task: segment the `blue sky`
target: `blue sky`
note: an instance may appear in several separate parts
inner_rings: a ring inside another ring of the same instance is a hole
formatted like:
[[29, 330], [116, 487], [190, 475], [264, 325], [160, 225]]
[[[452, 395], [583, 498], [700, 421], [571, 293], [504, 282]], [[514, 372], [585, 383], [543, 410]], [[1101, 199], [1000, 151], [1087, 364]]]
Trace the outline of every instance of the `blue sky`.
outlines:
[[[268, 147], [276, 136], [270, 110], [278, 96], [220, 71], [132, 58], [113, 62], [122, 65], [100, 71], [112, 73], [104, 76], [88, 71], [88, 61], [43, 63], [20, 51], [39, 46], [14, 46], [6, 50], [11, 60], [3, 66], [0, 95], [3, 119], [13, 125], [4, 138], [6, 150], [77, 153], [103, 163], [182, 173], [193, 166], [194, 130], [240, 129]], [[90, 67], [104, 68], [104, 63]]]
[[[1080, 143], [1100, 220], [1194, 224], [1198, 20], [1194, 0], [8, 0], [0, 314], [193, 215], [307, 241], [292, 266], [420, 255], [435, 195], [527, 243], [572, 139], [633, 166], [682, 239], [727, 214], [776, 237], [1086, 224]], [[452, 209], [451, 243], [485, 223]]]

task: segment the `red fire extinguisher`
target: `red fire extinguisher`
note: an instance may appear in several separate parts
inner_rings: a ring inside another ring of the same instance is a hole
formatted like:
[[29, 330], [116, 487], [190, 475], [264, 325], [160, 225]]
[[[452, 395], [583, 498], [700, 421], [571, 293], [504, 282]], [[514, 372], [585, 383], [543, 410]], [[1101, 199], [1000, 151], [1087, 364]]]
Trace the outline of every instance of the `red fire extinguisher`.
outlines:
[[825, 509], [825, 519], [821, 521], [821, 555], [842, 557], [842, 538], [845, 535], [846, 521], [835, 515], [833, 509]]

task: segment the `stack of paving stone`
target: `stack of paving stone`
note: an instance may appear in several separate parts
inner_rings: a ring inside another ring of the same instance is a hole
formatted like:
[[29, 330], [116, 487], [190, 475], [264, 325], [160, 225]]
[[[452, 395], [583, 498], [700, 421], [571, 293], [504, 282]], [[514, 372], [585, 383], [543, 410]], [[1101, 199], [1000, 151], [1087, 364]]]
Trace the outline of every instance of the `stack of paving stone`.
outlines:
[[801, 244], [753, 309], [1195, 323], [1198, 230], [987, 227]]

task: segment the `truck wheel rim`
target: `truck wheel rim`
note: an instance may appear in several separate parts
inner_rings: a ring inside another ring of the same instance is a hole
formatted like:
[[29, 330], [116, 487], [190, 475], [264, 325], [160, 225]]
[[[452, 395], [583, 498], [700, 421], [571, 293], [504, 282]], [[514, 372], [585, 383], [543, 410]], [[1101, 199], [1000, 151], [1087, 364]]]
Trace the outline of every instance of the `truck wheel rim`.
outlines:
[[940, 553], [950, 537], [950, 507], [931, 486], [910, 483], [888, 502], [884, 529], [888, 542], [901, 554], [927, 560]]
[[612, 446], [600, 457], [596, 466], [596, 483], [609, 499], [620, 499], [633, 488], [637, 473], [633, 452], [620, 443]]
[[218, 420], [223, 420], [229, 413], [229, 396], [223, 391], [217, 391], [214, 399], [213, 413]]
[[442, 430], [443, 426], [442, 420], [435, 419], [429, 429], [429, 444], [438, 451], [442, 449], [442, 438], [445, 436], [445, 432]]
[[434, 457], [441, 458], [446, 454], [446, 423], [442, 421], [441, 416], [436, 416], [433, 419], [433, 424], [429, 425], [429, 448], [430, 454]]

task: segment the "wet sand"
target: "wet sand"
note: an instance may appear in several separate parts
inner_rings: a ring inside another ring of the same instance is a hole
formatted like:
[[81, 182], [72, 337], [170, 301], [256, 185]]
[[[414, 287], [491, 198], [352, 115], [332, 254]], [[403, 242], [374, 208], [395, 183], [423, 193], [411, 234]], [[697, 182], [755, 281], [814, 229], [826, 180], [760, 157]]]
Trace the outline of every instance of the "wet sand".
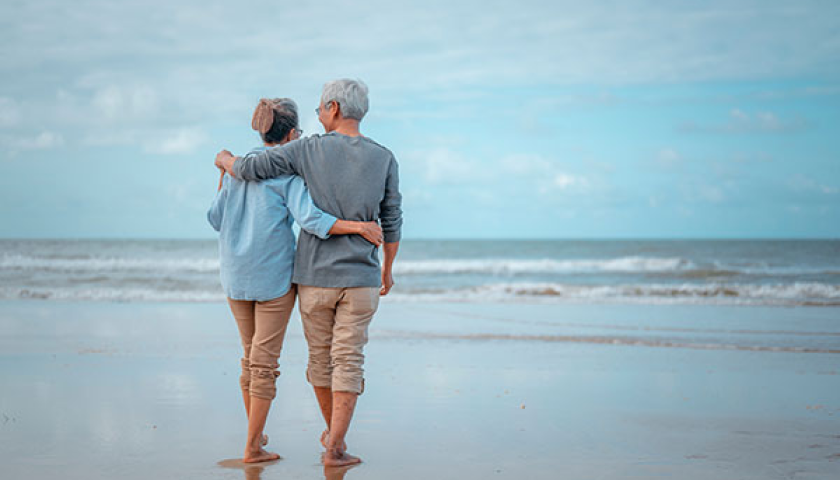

——————————

Your goal:
A word-for-word copy of the records above is needed, pictures excluded.

Written solution:
task: segment the `blue sky`
target: `blue sky`
note: an instance may appear in several separate parts
inner_rings: a ring inside another ring of the same instance is a hole
formatted like:
[[29, 330], [116, 487], [190, 475], [264, 325], [160, 225]]
[[[452, 395], [583, 498], [700, 421], [571, 293], [504, 282]], [[514, 372], [585, 383], [543, 410]], [[1101, 199], [1000, 151], [1087, 364]]]
Trace the outline of every instance of the `blue sky`.
outlines:
[[[268, 147], [276, 136], [270, 110], [278, 96], [220, 71], [132, 58], [113, 62], [122, 65], [100, 71], [112, 73], [104, 76], [88, 71], [88, 61], [43, 63], [20, 51], [39, 46], [14, 46], [6, 50], [11, 60], [3, 66], [0, 95], [3, 119], [13, 125], [4, 138], [6, 150], [77, 153], [103, 163], [182, 173], [193, 166], [194, 130], [240, 129]], [[90, 67], [104, 68], [104, 63]]]
[[[1080, 143], [1100, 220], [1194, 224], [1198, 20], [1194, 0], [8, 0], [0, 314], [193, 215], [307, 241], [292, 266], [420, 255], [435, 195], [527, 243], [572, 139], [633, 166], [682, 239], [727, 214], [776, 237], [1086, 224]], [[452, 209], [451, 243], [485, 223]]]

task: segment the `red fire extinguisher`
target: `red fire extinguisher`
note: an instance may appear in several separate parts
inner_rings: a ring inside another ring of the same instance is a hole
formatted like:
[[29, 330], [116, 487], [190, 475], [264, 325], [160, 225]]
[[[452, 395], [583, 498], [700, 421], [571, 293], [504, 282]], [[514, 372], [585, 383], [543, 410]], [[1101, 199], [1000, 151], [1087, 364]]]
Trace the outline of every instance of the `red fire extinguisher`.
outlines:
[[825, 509], [825, 519], [821, 521], [821, 555], [842, 557], [842, 538], [845, 535], [846, 521], [835, 515], [833, 509]]

task: segment the `stack of paving stone`
target: `stack of paving stone`
note: an instance may appear in several separate parts
inner_rings: a ring inside another ring of the same instance is a hole
formatted like:
[[29, 330], [116, 487], [190, 475], [264, 325], [160, 225]]
[[[452, 395], [583, 498], [700, 421], [571, 293], [504, 282]], [[514, 372], [585, 383], [543, 410]], [[1101, 199], [1000, 151], [1087, 364]]]
Trace the outline of every instance of the `stack of paving stone`.
outlines:
[[801, 244], [753, 309], [1195, 323], [1198, 230], [987, 227]]

task: segment the `truck wheel rim`
target: `truck wheel rim`
note: an instance may appear in several separate parts
inner_rings: a ring inside another ring of the same instance is a hole
formatted like:
[[29, 330], [116, 487], [190, 475], [264, 325], [160, 225]]
[[[452, 395], [583, 498], [700, 421], [571, 293], [504, 282]], [[514, 372], [585, 383], [543, 410]], [[1101, 199], [1000, 151], [1087, 364]]]
Trace the outline of every instance of the `truck wheel rim`.
outlines:
[[940, 553], [950, 537], [950, 507], [931, 486], [910, 483], [888, 502], [884, 529], [888, 542], [901, 554], [927, 560]]
[[612, 446], [600, 457], [596, 466], [596, 483], [609, 499], [620, 499], [633, 488], [637, 473], [633, 452], [620, 443]]
[[218, 420], [223, 420], [229, 413], [229, 396], [223, 391], [217, 391], [214, 399], [213, 413]]
[[442, 430], [443, 426], [442, 420], [435, 419], [429, 429], [429, 444], [438, 451], [442, 449], [442, 438], [445, 436], [445, 432]]
[[434, 457], [441, 458], [446, 454], [446, 423], [442, 421], [441, 416], [436, 416], [433, 419], [433, 424], [429, 425], [429, 448], [430, 454]]

task: segment the "wet sand"
target: "wet sand"
note: an instance may appear in several separate parts
inner_rings: a ring inside another ring of the same instance is a hole
formatted like:
[[81, 182], [72, 337], [170, 301], [256, 185]]
[[[414, 287], [491, 198], [352, 115], [332, 254]], [[403, 242], [374, 208], [395, 183], [423, 193], [411, 234]], [[697, 182], [755, 281], [814, 229], [826, 180], [760, 157]]]
Trace the outline of every instance of the "wet sand".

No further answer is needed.